Énoncé 1
Résumez en deux phrases l'extrait sur le passé colonial belge.

Extrait de page
▽
Exhumer le passé colonial belge : jusqu’où sommes-nous prêts à creuser ?

Après avoir amorcé l’examen de son passé colonial dans la région des Grands Lacs, la Belgique pourrait devenir l’une des figures de proue européennes du travail de mémoire. Toutefois, la pacification des mémoires restera un vœu pieux sans une véritable réappropriation du débat par les citoyen·ne·s.

La Commission spéciale chargée d’examiner le passé colonial de la Belgique a fait les premiers pas vers une réconciliation des mémoires, mais le plus important reste à faire.

Du Canada au Royaume-Uni, en passant par l’Espagne, le Portugal, les Pays-Bas, la France, l’Allemagne jusqu’au Danemark, le débat sur le passé colonial et la possible réparation des peuples autochtones sont à l’ordre du jour. La Belgique a été, elle aussi, entraînée par le souffle du vent du changement. Elle avance d’un pas lent, mais ferme.

Pour rappel, le 17 juillet 2020 la Chambre des représentants a posé un acte fort en créant la Commission spéciale chargée d’examiner le passé colonial de la Belgique en RD Congo, au Rwanda et au Burundi. Cette initiative, saluée par la société civile, s’est inscrite dans le sillage des manifestations antiracistes et des mouvements décoloniaux qui ont marqué l’été 2020 par la controverse opposant partisans et adversaires du déboulonnement des statues à l’effigie du roi Léopold II et du 60e anniversaire de l’indépendance de la République Démocratique du Congo. Tout cela sans oublier, bien sûr, l’expression des « plus profonds regrets » du roi Philippe pour les « souffrances » causées aux Congolais et Congolaises durant la période léopoldienne et puis, au Congo belge.

Certes, ce n’est pas la première fois qu’une commission spéciale est mise en place pour enquêter sur le rôle joué par la Belgique dans la région des Grands Lacs,[1] mais la Commission mémoire coloniale est inédite par son ambition et la complexité de sa tâche.
△
Données de la tâche
▽
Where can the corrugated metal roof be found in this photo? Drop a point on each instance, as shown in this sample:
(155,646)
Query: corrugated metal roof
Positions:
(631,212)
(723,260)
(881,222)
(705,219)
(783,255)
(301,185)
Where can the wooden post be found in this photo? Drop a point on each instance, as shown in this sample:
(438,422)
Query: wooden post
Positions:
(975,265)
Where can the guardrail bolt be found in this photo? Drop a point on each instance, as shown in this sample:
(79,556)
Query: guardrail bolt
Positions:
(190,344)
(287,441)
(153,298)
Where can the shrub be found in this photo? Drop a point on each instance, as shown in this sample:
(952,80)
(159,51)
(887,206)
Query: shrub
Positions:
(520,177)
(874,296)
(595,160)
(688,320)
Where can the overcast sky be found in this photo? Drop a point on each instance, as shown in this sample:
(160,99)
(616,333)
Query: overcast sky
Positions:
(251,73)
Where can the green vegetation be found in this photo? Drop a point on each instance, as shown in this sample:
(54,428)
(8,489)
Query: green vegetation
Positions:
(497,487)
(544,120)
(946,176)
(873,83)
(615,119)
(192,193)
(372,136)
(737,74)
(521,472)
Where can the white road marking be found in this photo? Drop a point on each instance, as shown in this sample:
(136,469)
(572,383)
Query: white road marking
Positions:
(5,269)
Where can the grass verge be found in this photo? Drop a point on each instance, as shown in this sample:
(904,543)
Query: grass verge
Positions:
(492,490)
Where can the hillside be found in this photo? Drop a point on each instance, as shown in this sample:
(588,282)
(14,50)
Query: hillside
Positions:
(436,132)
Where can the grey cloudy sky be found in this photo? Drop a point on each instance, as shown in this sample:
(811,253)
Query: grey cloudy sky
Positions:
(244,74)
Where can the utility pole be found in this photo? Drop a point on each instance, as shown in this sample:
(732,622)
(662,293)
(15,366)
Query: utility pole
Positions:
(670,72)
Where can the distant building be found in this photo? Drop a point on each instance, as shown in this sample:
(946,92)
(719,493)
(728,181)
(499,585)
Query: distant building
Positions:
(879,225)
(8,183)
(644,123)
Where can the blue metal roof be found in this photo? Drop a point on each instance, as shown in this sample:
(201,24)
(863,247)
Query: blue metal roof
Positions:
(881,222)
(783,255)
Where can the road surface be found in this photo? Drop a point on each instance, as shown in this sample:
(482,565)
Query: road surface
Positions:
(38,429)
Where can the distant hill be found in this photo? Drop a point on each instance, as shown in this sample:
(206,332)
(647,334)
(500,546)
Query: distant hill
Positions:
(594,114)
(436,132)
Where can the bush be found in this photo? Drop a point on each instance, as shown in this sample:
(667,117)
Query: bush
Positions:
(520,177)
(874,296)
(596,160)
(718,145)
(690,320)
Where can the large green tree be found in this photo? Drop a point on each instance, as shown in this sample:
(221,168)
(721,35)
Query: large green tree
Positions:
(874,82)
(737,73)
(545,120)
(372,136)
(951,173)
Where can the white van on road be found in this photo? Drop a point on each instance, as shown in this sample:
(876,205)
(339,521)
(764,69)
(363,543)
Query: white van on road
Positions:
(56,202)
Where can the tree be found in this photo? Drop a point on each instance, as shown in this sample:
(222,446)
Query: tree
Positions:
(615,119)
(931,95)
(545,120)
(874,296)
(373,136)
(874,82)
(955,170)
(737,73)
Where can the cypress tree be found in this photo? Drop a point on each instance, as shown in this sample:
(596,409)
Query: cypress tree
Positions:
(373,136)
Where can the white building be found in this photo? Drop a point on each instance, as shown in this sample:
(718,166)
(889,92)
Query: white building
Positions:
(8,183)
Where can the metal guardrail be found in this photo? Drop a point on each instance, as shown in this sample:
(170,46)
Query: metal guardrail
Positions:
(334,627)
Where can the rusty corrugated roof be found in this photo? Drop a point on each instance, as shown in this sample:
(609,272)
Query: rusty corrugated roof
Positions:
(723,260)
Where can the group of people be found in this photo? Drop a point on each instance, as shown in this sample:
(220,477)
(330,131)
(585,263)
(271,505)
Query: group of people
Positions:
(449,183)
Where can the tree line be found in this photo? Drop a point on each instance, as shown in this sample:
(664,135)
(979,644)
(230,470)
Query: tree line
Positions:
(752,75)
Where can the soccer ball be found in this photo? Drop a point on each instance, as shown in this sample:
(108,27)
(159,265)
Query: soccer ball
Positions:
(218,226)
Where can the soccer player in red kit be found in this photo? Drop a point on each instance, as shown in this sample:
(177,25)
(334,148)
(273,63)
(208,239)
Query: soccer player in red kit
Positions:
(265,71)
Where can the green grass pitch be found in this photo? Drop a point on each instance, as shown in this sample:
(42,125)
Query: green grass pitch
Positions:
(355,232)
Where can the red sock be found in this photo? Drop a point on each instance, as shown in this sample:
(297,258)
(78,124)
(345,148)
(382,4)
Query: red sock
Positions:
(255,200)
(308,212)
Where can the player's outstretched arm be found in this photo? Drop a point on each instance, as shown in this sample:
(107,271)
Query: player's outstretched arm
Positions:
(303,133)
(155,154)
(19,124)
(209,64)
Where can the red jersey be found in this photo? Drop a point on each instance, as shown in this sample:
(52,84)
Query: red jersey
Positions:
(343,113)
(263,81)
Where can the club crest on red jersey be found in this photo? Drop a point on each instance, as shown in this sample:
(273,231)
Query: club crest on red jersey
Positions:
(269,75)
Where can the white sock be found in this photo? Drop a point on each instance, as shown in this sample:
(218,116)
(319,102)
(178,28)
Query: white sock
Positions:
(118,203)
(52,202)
△
Énoncé 2
Relevez chaque ligne des enregistrements contenant le mot « ball ». La casse compte.

Réponse complète 1
Comme d'autres pays, du Canada au Danemark, la Belgique a engagé l'examen de son passé colonial en RD Congo, au Rwanda et au Burundi. Elle l'a fait notamment par la création, le 17 juillet 2020, d'une Commission spéciale de la Chambre des représentants, dans le sillage des manifestations antiracistes et des mouvements décoloniaux de l'été 2020 ; cette commission, inédite par son ambition et la complexité de sa tâche, a fait les premiers pas vers une réconciliation des mémoires, qui restera toutefois un vœu pieux sans une véritable réappropriation du débat par les citoyen·ne·s.

Réponse complète 2
Where can the soccer ball be found in this photo? Drop a point on each instance, as shown in this sample:
Query: soccer ball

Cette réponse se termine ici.